**Supplied data:**
* Start *

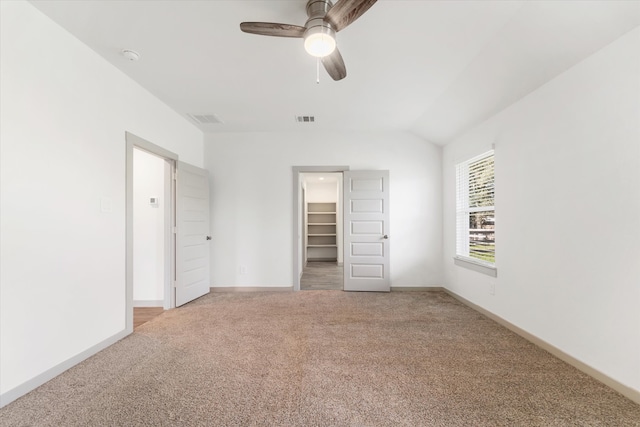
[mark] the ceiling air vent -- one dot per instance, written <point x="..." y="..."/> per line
<point x="205" y="119"/>
<point x="305" y="119"/>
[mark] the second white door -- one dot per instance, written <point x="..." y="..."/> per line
<point x="366" y="231"/>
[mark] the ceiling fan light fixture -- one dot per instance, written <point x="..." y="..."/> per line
<point x="319" y="41"/>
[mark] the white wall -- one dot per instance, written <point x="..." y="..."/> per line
<point x="567" y="210"/>
<point x="148" y="229"/>
<point x="251" y="193"/>
<point x="64" y="112"/>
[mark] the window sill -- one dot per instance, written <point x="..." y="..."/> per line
<point x="475" y="266"/>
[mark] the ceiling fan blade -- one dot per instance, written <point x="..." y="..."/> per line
<point x="344" y="12"/>
<point x="334" y="64"/>
<point x="272" y="29"/>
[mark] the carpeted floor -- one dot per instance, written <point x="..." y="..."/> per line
<point x="322" y="358"/>
<point x="318" y="276"/>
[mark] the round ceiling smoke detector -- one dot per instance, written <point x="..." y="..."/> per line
<point x="131" y="55"/>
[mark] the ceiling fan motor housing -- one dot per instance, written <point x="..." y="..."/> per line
<point x="316" y="26"/>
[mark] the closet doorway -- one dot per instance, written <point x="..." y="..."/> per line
<point x="318" y="213"/>
<point x="322" y="229"/>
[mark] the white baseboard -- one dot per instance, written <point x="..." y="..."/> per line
<point x="252" y="289"/>
<point x="32" y="384"/>
<point x="626" y="391"/>
<point x="148" y="303"/>
<point x="416" y="288"/>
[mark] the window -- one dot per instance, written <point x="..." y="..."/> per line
<point x="475" y="211"/>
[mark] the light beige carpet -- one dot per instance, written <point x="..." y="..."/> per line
<point x="322" y="358"/>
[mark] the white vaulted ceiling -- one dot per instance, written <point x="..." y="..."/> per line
<point x="434" y="68"/>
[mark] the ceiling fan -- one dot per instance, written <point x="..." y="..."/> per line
<point x="319" y="32"/>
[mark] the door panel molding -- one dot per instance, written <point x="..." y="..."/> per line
<point x="366" y="218"/>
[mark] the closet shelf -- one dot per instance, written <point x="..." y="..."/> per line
<point x="321" y="232"/>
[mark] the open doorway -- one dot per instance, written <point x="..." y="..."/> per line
<point x="300" y="219"/>
<point x="151" y="206"/>
<point x="322" y="230"/>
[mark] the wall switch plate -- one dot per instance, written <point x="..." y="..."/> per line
<point x="106" y="205"/>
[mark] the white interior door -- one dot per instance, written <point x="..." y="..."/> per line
<point x="192" y="234"/>
<point x="366" y="231"/>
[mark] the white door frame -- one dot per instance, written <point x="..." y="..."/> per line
<point x="134" y="141"/>
<point x="297" y="213"/>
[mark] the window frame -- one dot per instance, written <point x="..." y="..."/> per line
<point x="463" y="210"/>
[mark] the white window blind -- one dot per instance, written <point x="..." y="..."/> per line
<point x="475" y="210"/>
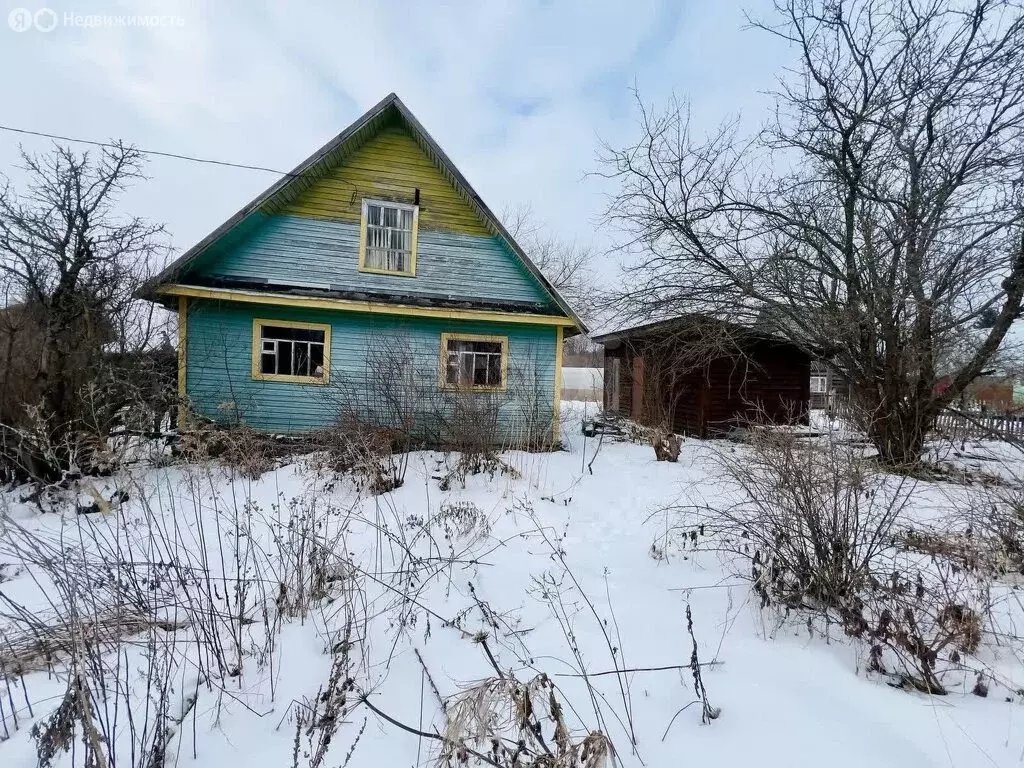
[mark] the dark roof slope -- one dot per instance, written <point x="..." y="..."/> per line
<point x="321" y="162"/>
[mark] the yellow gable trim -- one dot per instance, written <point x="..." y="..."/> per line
<point x="390" y="166"/>
<point x="372" y="307"/>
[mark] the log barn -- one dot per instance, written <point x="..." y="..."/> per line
<point x="704" y="377"/>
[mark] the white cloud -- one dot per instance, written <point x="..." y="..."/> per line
<point x="517" y="93"/>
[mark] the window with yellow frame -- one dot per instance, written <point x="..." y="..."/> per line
<point x="289" y="351"/>
<point x="388" y="237"/>
<point x="474" y="363"/>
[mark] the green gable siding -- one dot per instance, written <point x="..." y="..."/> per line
<point x="321" y="253"/>
<point x="219" y="382"/>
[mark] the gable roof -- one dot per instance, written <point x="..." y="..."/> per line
<point x="289" y="186"/>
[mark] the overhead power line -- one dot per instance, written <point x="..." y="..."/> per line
<point x="155" y="153"/>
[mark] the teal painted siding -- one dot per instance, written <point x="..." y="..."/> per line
<point x="322" y="253"/>
<point x="219" y="382"/>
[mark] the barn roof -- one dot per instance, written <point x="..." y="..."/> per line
<point x="759" y="330"/>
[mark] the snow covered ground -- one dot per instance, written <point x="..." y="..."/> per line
<point x="557" y="576"/>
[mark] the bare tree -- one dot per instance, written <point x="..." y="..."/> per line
<point x="875" y="220"/>
<point x="70" y="266"/>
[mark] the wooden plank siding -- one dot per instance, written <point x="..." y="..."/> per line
<point x="389" y="166"/>
<point x="322" y="254"/>
<point x="220" y="384"/>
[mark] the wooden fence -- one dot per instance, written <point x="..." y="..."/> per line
<point x="966" y="425"/>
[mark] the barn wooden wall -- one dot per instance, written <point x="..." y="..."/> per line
<point x="774" y="379"/>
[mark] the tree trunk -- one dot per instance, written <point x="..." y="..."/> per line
<point x="899" y="435"/>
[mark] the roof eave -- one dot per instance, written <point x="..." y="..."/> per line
<point x="169" y="273"/>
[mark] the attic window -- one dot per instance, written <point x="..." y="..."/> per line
<point x="387" y="238"/>
<point x="474" y="363"/>
<point x="297" y="352"/>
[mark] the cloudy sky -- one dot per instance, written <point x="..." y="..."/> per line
<point x="519" y="93"/>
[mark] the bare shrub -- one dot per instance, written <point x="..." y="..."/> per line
<point x="508" y="720"/>
<point x="920" y="621"/>
<point x="308" y="557"/>
<point x="241" y="449"/>
<point x="375" y="457"/>
<point x="812" y="518"/>
<point x="667" y="445"/>
<point x="462" y="520"/>
<point x="317" y="719"/>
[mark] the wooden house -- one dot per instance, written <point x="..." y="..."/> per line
<point x="371" y="270"/>
<point x="704" y="377"/>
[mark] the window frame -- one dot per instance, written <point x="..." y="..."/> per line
<point x="473" y="388"/>
<point x="257" y="351"/>
<point x="364" y="221"/>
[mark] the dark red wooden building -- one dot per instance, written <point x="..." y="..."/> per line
<point x="704" y="377"/>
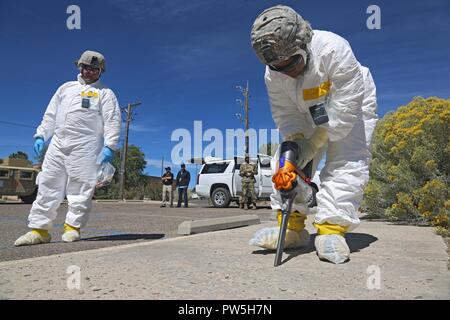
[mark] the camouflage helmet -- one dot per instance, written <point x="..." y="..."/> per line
<point x="279" y="33"/>
<point x="93" y="59"/>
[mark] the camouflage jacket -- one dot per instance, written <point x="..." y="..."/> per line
<point x="248" y="172"/>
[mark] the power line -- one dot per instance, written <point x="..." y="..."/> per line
<point x="18" y="124"/>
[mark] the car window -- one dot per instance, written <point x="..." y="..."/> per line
<point x="264" y="162"/>
<point x="4" y="174"/>
<point x="215" y="168"/>
<point x="26" y="175"/>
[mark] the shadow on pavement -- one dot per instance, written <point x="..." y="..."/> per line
<point x="358" y="241"/>
<point x="123" y="237"/>
<point x="355" y="241"/>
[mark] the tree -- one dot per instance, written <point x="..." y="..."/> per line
<point x="409" y="173"/>
<point x="136" y="183"/>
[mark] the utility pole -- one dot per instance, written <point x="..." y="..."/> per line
<point x="244" y="104"/>
<point x="125" y="147"/>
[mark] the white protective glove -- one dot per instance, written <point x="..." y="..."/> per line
<point x="309" y="147"/>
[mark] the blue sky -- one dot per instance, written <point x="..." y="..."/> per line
<point x="183" y="59"/>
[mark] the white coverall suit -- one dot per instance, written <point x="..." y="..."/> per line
<point x="70" y="165"/>
<point x="333" y="77"/>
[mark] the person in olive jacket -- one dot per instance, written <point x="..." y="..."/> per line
<point x="183" y="179"/>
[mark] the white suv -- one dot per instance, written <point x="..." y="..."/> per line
<point x="219" y="180"/>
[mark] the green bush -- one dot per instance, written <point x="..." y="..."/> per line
<point x="409" y="173"/>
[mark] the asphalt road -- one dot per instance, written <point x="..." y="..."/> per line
<point x="110" y="224"/>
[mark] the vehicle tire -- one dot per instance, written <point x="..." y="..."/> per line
<point x="221" y="198"/>
<point x="29" y="199"/>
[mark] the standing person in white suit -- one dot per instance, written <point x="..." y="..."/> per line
<point x="83" y="119"/>
<point x="322" y="98"/>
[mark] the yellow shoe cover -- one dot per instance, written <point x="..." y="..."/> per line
<point x="71" y="234"/>
<point x="35" y="236"/>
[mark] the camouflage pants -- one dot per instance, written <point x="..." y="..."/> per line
<point x="248" y="193"/>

* End *

**Instruction:**
Extract the closing run of lines, starting with the one containing "[mark] the white suv" and ending at the last, exactly as written.

**Task solution:**
[mark] the white suv -- one dot per instance, written <point x="..." y="..."/> per line
<point x="219" y="180"/>
[mark] the green bush -- one dot per instance, written <point x="..." y="..."/> per line
<point x="409" y="173"/>
[mark] the asphalt road -- one dot per instance, written <point x="..." y="..."/> per line
<point x="110" y="224"/>
[mark] the vehicle tire -- one dot per instance, written <point x="..." y="..."/> per line
<point x="221" y="198"/>
<point x="29" y="199"/>
[mark] the standing person in white suit -- one dot per instance, written <point x="..." y="..."/> per line
<point x="83" y="119"/>
<point x="322" y="98"/>
[mark] the yellow shoe cover -- one dot per instance, written <point x="..." y="..."/> per line
<point x="71" y="234"/>
<point x="35" y="236"/>
[mark] the camouflage pants -- one dot per instance, written <point x="..." y="..."/> per line
<point x="248" y="193"/>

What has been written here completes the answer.